-- DOCUMENT EXCERPT --
Keyboard shortcuts

Press or to navigate between chapters

Press S or / to search in the book

Press ? to show this help

Press Esc to hide this help

Literals and Types

This section covers implementing Y Lang's literal values and type system using Inkwell, focusing on the conceptual mapping between Y Lang constructs and LLVM representations.

Primitive Type Mapping

Y Lang's type system maps directly to LLVM's type system, with each Y Lang type having a clear LLVM counterpart.

Integer Literals

Why integers need explicit typing: LLVM requires all values to have concrete types. Y Lang's i64 maps to LLVM's i64 type, ensuring platform independence and consistent overflow behavior.

#![allow(unused)]
fn main() {
use inkwell::context::Context;

let context = Context::create();
let i64_type = context.i64_type();

// Creating integer constants
let zero = i64_type.const_int(0, false);     // false = unsigned interpretation
let positive = i64_type.const_int(42, false);
let negative = i64_type.const_int(-10i64 as u64, true); // true = signed interpretation
}

Generated LLVM IR:

%1 = i64 0
%2 = i64 42
%3 = i64 -10

Implementation steps:

  1. Get the target integer type from context
  2. Use const_int() with appropriate signedness flag
  3. Handle negative values by casting to unsigned representation

Floating Point Literals

Why separate float handling: LLVM distinguishes between integer and floating-point arithmetic to enable proper IEEE 754 compliance and optimization.

#![allow(unused)]
fn main() {
let f64_type = context.f64_type();

// Creating float constants
let pi = f64_type.const_float(3.14159);
let euler = f64_type.const_float(2.71828);
let negative_float = f64_type.const_float(-1.5);
}

Generated LLVM IR:

%1 = double 3.14159
%2 = double 2.71828
%3 = double -1.5

IEEE 754 considerations:

  • LLVM uses IEEE 754 double precision for f64
  • Special values (NaN, infinity) are handled automatically
  • Exact decimal representation may differ due to binary encoding

Boolean Literals

Why single-bit booleans: LLVM's i1 type enables efficient boolean operations and memory usage, with clear true/false semantics.

#![allow(unused)]
fn main() {
let bool_type = context.bool_type();

// Creating boolean constants
let true_val = bool_type.const_int(1, false);   // true = 1
let false_val = bool_type.const_int(0, false);  // false = 0

// Alternative using LLVM's built-in constants
let true_val_alt = bool_type.const_all_ones();  // all bits set = true
let false_val_alt = bool_type.const_zero();     // all bits clear = false
}

Generated LLVM IR:

%1 = i1 true
%2 = i1 false

Boolean semantics:

  • Only 0 is false, all other values are true
  • Comparisons and logical operations return i1 values
  • Can be promoted to larger integer types when needed

Character Literals

Why i8 for characters: Y Lang treats characters as UTF-8 bytes, allowing for efficient string composition and manipulation.

-- REQUIRED WORK --
Write the next part of the guide on Y Lang literals and types, starting after its last sentence about character literals. The records that come next were taken from a separate source.

Object position labeling records
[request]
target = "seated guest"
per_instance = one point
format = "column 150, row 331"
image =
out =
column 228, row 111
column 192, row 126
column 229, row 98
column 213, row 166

-- RESPONSE TO THE TASK --
#![allow(unused)]
fn main() {
let i8_type = context.i8_type();

// Creating character constants
let char_a = i8_type.const_int(b'a' as u64, false);
let char_newline = i8_type.const_int(b'\n' as u64, false);
let char_unicode = i8_type.const_int(0xC3, false); // First byte of UTF-8 sequence
}

Generated LLVM IR:

%1 = i8 97      ; 'a'
%2 = i8 10      ; '\n'
%3 = i8 195     ; 0xC3

UTF-8 handling considerations:

  • Single-byte ASCII characters map directly
  • Multi-byte Unicode requires sequence handling
  • String operations must respect UTF-8 boundaries

String Literals

Why strings are complex: LLVM doesn't have a built-in string type. Strings are implemented as arrays of bytes with additional metadata.

Simple String Constants

#![allow(unused)]
fn main() {
// Method 1: Global string pointer (most common)
let hello_str = "Hello, World!";
let hello_global = builder.build_global_string_ptr(hello_str, "hello").unwrap();

// Method 2: String as array constant
let hello_bytes = hello_str.as_bytes();
let i8_type = context.i8_type();
let string_array_type = i8_type.array_type(hello_bytes.len() as u32);

let char_values: Vec<_> = hello_bytes.iter()
    .map(|&b| i8_type.const_int(b as u64, false))
    .collect();
let string_constant = i8_type.const_array(&char_values);
}

Generated LLVM IR:

; Method 1: Global string pointer
@hello = private constant [14 x i8] c"Hello, World!\00"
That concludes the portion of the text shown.